## [SET EXERCISE]
Retype all of the records below exactly, but leave the pictures out of your copy.

## [Dataset records on object locations]
◆ ◆ ◆ ◆ ◆

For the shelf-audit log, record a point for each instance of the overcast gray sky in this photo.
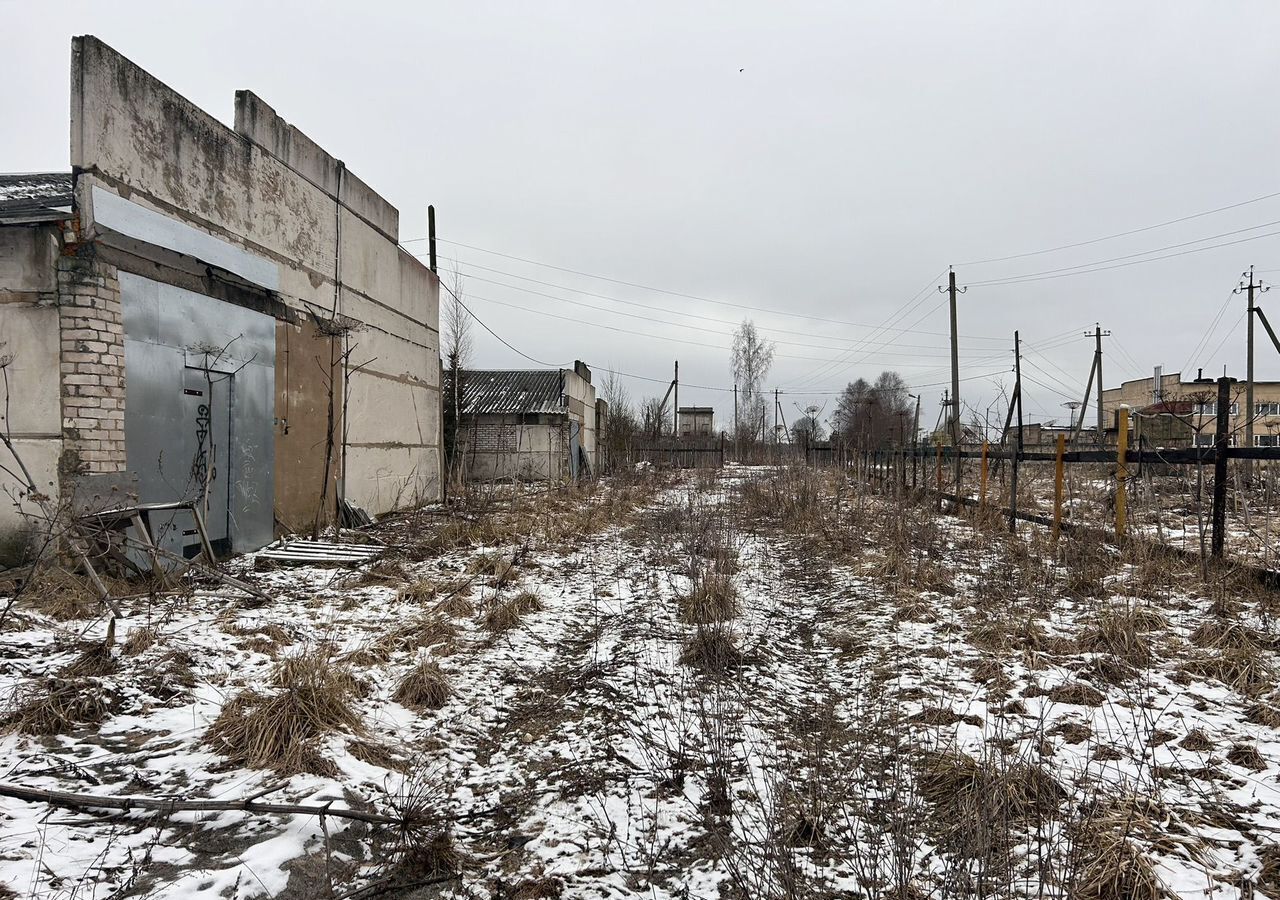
(824, 160)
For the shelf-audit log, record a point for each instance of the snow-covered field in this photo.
(753, 684)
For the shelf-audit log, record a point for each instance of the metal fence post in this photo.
(1221, 441)
(1121, 474)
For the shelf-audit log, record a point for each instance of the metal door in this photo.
(574, 430)
(206, 420)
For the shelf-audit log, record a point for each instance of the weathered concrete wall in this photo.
(580, 396)
(30, 355)
(502, 448)
(302, 355)
(269, 190)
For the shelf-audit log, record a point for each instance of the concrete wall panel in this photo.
(30, 338)
(27, 257)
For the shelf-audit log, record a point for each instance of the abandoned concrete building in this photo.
(211, 314)
(529, 425)
(695, 421)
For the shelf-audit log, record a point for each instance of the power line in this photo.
(663, 309)
(458, 301)
(1070, 270)
(684, 341)
(636, 284)
(1120, 234)
(1207, 336)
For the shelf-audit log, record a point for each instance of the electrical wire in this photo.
(1050, 274)
(696, 328)
(1120, 234)
(1207, 336)
(663, 309)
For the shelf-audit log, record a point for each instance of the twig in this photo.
(176, 805)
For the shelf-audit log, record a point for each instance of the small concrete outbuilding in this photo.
(529, 425)
(696, 421)
(209, 314)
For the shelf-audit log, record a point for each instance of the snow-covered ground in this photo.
(882, 703)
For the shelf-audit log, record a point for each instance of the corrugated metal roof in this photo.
(511, 392)
(40, 196)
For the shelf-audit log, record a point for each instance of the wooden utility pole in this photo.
(736, 451)
(915, 441)
(675, 411)
(1249, 287)
(1221, 441)
(1121, 471)
(1018, 447)
(955, 374)
(430, 236)
(1057, 485)
(1097, 356)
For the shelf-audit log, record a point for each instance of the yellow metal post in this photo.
(982, 483)
(1121, 474)
(1057, 485)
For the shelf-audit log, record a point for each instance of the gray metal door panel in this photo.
(170, 337)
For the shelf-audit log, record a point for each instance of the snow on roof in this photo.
(40, 196)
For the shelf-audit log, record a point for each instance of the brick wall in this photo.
(92, 366)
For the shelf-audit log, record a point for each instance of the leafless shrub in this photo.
(55, 706)
(712, 649)
(507, 613)
(713, 599)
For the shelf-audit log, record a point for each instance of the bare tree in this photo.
(876, 415)
(456, 350)
(752, 360)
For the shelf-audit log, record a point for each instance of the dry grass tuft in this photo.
(1121, 630)
(55, 706)
(976, 802)
(380, 574)
(1217, 634)
(1072, 693)
(140, 640)
(712, 649)
(1198, 740)
(282, 730)
(425, 859)
(429, 630)
(419, 590)
(1111, 867)
(376, 754)
(506, 615)
(95, 662)
(713, 599)
(425, 688)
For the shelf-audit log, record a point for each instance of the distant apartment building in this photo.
(529, 425)
(213, 315)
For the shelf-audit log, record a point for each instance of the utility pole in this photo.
(955, 373)
(1018, 447)
(675, 411)
(735, 420)
(1249, 287)
(1097, 364)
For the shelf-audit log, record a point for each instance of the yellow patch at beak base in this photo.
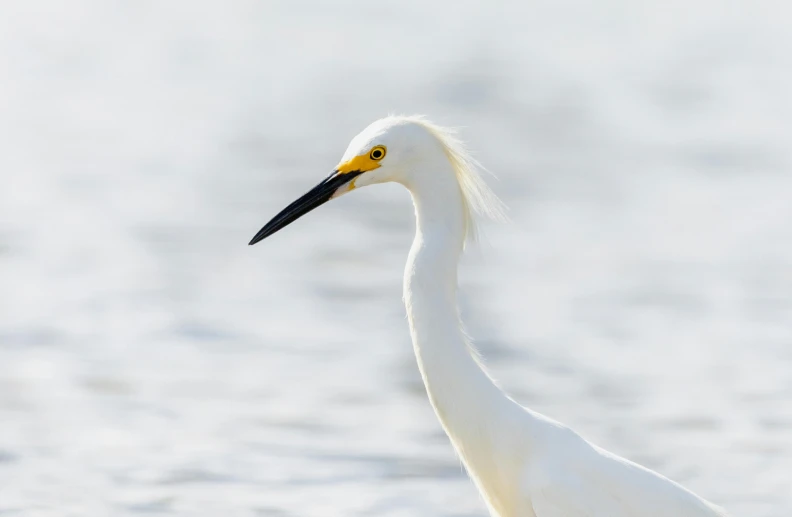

◆ ◆ ◆ ◆ ◆

## [EXERCISE SOLUTION]
For the shelf-audit log, record a point for each instance of the overcast gray sky in this photo.
(824, 160)
For the shelf-audit log, record a point for each instance of the snow-covered field in this photo.
(753, 684)
For the shelf-audit log, record a point for each instance of the metal fence post in this photo.
(1221, 441)
(1121, 474)
For the shelf-audit log, record a point for each instance of the metal door in this photo.
(574, 430)
(206, 420)
For the shelf-audit log, record a point for each instance of the weathered concrete wall in this photo.
(580, 396)
(30, 355)
(502, 448)
(302, 355)
(269, 190)
For the shelf-audit log, record a point for each instance of the concrete wall panel in this photo.
(30, 338)
(27, 257)
For the shelf-audit log, record a point for each instance of the abandoned concrete building in this photo.
(211, 314)
(529, 425)
(695, 421)
For the shelf-audit log, record a point for each instance of the power line in this photo.
(663, 309)
(458, 301)
(1070, 270)
(684, 341)
(636, 284)
(1120, 234)
(1207, 336)
For the shelf-audit log, record a point for each instance of the electrical wire in this photo.
(1050, 274)
(696, 328)
(1120, 234)
(1207, 336)
(663, 309)
For the shelf-audit log, record a point for each instance of the twig in this photo.
(176, 805)
For the shelf-audit log, record a point for each instance of the small concrete outbuilding in this photo.
(529, 425)
(696, 421)
(209, 314)
For the shelf-audit log, record a point for each instance of the snow-covered ground in this photo.
(882, 703)
For the shelf-audit log, record a point for each instance of the corrugated metal roof in this photo.
(511, 392)
(40, 196)
For the shelf-audit log, record a point for each instance of the wooden utility pole in this photo.
(736, 451)
(915, 441)
(675, 411)
(1249, 287)
(1221, 441)
(1121, 471)
(1018, 447)
(955, 374)
(430, 236)
(1057, 485)
(1097, 356)
For the shelf-audit log, record a point for each instance of the yellow metal post in this photo.
(982, 483)
(1121, 474)
(1057, 485)
For the shelf-audit log, record a point for each instance of the gray metal door panel in this photo.
(170, 337)
For the shelf-audit log, record a point for each instance of the snow on roof in this photo.
(40, 196)
For the shelf-audit log, record a point for each instance of the brick wall in this photo.
(92, 366)
For the shelf-audit log, record a point for each instance of the leafless shrub in this photo.
(55, 706)
(712, 649)
(507, 613)
(713, 599)
For the shelf-audit log, record a point for each instance of the bare tree in this photo.
(876, 415)
(456, 350)
(752, 360)
For the shelf-audit log, record a point for each instance of the dry grass tuft in this photo.
(1121, 630)
(55, 706)
(976, 802)
(380, 574)
(1217, 634)
(1072, 693)
(140, 640)
(712, 649)
(1198, 740)
(282, 730)
(425, 859)
(429, 630)
(419, 590)
(1111, 867)
(376, 754)
(506, 615)
(95, 662)
(713, 599)
(425, 688)
For the shelf-audit log, record a point for each instance of the distant apartment building in this photo.
(529, 425)
(213, 315)
For the shelf-audit log, record a point for each instance of the utility pole in this photo.
(955, 373)
(1018, 447)
(675, 411)
(735, 420)
(1249, 287)
(1097, 364)
For the shelf-audit log, record a point for each instance of the yellow patch at beak base in this photo.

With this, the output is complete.